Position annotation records
- - - - -

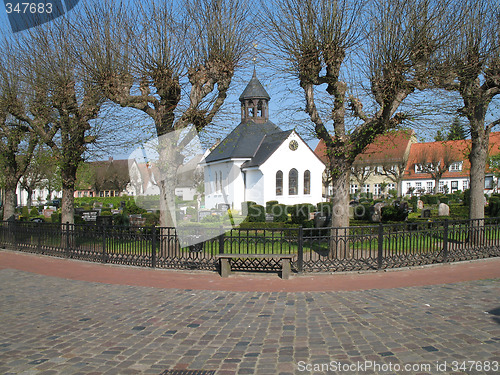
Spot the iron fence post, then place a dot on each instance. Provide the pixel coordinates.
(39, 239)
(68, 244)
(104, 245)
(380, 255)
(14, 234)
(153, 247)
(221, 243)
(300, 250)
(445, 240)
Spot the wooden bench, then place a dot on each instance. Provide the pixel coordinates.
(225, 264)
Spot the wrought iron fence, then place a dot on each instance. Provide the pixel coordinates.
(316, 249)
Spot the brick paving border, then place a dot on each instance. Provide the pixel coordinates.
(56, 324)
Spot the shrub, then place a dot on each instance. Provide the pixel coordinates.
(152, 219)
(362, 211)
(325, 208)
(494, 206)
(396, 212)
(78, 220)
(245, 207)
(121, 220)
(300, 213)
(269, 206)
(279, 213)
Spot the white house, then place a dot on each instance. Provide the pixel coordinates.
(259, 162)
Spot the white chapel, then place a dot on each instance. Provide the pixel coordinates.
(259, 162)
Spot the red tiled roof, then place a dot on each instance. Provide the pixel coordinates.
(456, 150)
(386, 148)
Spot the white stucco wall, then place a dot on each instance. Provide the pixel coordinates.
(302, 159)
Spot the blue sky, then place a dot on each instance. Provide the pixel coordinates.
(286, 105)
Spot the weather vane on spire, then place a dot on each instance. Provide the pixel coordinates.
(254, 58)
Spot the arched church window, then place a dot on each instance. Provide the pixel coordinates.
(293, 182)
(307, 182)
(279, 183)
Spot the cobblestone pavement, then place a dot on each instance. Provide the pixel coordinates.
(57, 326)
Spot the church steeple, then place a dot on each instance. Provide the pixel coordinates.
(255, 101)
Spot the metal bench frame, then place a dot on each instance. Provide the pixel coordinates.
(225, 264)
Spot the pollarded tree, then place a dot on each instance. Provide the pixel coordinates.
(61, 103)
(17, 143)
(174, 61)
(16, 150)
(470, 66)
(315, 38)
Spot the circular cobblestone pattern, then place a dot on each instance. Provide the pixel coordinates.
(57, 326)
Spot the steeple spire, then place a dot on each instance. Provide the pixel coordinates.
(254, 101)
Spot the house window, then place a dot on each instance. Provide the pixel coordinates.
(307, 182)
(441, 186)
(456, 167)
(279, 183)
(293, 182)
(430, 186)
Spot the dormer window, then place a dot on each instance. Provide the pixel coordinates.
(456, 166)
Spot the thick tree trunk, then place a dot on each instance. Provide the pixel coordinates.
(10, 203)
(29, 199)
(68, 188)
(478, 158)
(169, 161)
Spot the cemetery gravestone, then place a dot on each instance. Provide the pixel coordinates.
(444, 209)
(420, 205)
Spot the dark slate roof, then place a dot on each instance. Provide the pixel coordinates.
(242, 142)
(270, 144)
(255, 90)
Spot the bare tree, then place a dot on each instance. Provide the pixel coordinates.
(16, 150)
(172, 61)
(315, 37)
(470, 66)
(17, 143)
(62, 104)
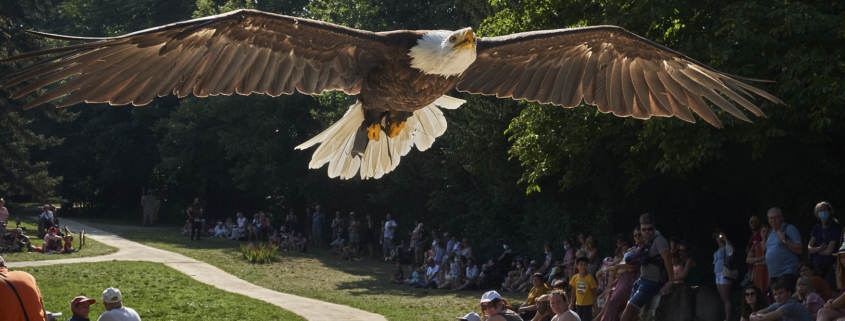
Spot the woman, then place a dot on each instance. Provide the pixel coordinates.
(592, 255)
(824, 240)
(835, 308)
(496, 308)
(368, 235)
(720, 260)
(804, 293)
(290, 222)
(757, 258)
(691, 272)
(753, 300)
(627, 275)
(353, 235)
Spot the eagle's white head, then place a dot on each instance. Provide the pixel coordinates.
(445, 53)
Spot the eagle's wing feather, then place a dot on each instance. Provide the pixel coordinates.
(243, 51)
(606, 66)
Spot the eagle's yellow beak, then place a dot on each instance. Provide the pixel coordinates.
(466, 40)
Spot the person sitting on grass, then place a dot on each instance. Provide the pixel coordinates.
(52, 242)
(414, 275)
(470, 280)
(398, 277)
(784, 308)
(15, 241)
(81, 307)
(68, 248)
(528, 309)
(337, 244)
(583, 290)
(301, 243)
(276, 240)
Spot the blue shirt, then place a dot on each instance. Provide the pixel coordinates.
(779, 258)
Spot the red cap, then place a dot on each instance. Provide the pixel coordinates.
(81, 298)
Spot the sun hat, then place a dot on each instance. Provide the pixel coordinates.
(489, 296)
(472, 316)
(80, 299)
(112, 295)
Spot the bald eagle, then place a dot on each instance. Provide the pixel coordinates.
(401, 77)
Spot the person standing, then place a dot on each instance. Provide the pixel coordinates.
(149, 205)
(782, 249)
(21, 296)
(651, 281)
(317, 227)
(389, 229)
(115, 311)
(80, 307)
(4, 217)
(824, 241)
(195, 214)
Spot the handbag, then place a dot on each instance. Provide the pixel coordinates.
(728, 272)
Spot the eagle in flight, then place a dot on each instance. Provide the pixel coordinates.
(401, 77)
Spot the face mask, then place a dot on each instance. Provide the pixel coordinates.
(824, 216)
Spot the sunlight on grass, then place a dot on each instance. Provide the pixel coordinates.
(154, 290)
(321, 276)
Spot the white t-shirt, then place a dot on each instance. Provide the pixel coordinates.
(122, 314)
(388, 233)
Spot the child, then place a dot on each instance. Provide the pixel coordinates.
(583, 290)
(337, 245)
(399, 276)
(676, 265)
(414, 276)
(804, 293)
(68, 245)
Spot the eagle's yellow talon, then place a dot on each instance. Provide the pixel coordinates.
(373, 131)
(395, 129)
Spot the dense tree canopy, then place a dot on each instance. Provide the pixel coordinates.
(503, 169)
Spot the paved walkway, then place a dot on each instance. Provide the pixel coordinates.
(206, 273)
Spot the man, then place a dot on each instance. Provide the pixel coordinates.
(24, 302)
(528, 309)
(115, 311)
(15, 241)
(651, 281)
(195, 214)
(470, 280)
(782, 250)
(432, 276)
(81, 307)
(785, 308)
(149, 205)
(317, 227)
(389, 228)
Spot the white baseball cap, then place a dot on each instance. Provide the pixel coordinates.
(472, 316)
(112, 295)
(489, 296)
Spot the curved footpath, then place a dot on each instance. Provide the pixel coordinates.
(206, 273)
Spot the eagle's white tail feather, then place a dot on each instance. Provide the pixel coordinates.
(382, 156)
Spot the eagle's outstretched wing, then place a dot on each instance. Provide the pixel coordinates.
(609, 67)
(243, 51)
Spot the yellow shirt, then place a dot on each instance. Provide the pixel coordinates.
(583, 289)
(536, 293)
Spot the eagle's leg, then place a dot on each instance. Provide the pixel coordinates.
(395, 129)
(373, 131)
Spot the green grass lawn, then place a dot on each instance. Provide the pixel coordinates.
(91, 248)
(321, 276)
(154, 290)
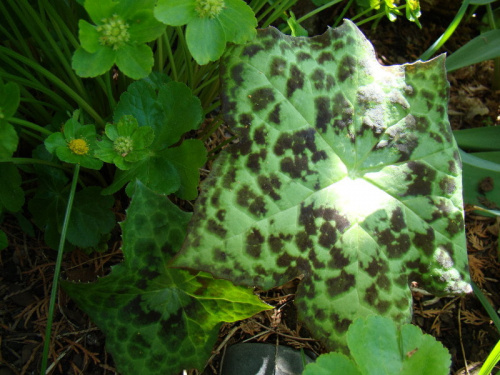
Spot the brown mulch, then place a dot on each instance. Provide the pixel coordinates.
(461, 323)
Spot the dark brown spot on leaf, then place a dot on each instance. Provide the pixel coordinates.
(254, 243)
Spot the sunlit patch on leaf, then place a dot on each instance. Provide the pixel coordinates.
(346, 172)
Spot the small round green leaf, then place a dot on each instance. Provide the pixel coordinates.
(238, 21)
(175, 12)
(88, 64)
(206, 39)
(332, 364)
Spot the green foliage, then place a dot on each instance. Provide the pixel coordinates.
(159, 320)
(378, 347)
(210, 24)
(171, 110)
(118, 36)
(483, 47)
(91, 219)
(9, 101)
(11, 192)
(346, 172)
(125, 143)
(3, 240)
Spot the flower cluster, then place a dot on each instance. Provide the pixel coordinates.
(76, 143)
(125, 143)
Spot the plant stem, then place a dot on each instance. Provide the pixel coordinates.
(57, 271)
(496, 61)
(448, 32)
(31, 161)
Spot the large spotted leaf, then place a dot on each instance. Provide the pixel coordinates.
(157, 320)
(346, 172)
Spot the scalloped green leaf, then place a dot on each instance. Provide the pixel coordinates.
(346, 172)
(171, 110)
(159, 320)
(378, 347)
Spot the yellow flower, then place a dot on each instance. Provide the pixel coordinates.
(79, 146)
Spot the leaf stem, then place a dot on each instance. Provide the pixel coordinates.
(57, 271)
(32, 161)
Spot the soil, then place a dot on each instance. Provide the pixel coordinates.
(460, 323)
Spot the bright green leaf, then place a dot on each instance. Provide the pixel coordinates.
(483, 47)
(4, 242)
(182, 112)
(99, 9)
(135, 61)
(206, 39)
(481, 181)
(175, 12)
(209, 25)
(89, 37)
(9, 100)
(478, 139)
(88, 64)
(159, 320)
(91, 217)
(157, 173)
(188, 158)
(171, 110)
(346, 172)
(422, 353)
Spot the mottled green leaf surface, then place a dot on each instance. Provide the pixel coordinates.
(346, 172)
(159, 320)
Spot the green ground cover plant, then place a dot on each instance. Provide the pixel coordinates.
(106, 100)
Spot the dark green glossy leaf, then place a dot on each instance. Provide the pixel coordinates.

- - - - -

Exactly and only the lines from the one containing "Spot the soil, then" through the end of the material are to be reproduced, both ends included.

Spot the soil, then place a dot on each instance. Provide the pixel coordinates.
(460, 323)
Spot the bright green leaf, then place a dot on each instance. Provide the pixel coordinates.
(483, 47)
(4, 242)
(182, 112)
(99, 9)
(135, 61)
(206, 39)
(481, 181)
(175, 12)
(209, 25)
(89, 37)
(9, 100)
(478, 139)
(88, 64)
(159, 320)
(91, 217)
(157, 173)
(188, 158)
(171, 110)
(346, 172)
(422, 353)
Spot the mottled green leaf surface, then place a dot on each instance. Provide the pixel coordinates.
(346, 172)
(159, 320)
Spot the green ground cover plant, then place a dot on each instance. Provide the pixel coordinates.
(106, 100)
Spot the dark green glossy leaf, then place a dot on each instance. Provide the pixel coordinates.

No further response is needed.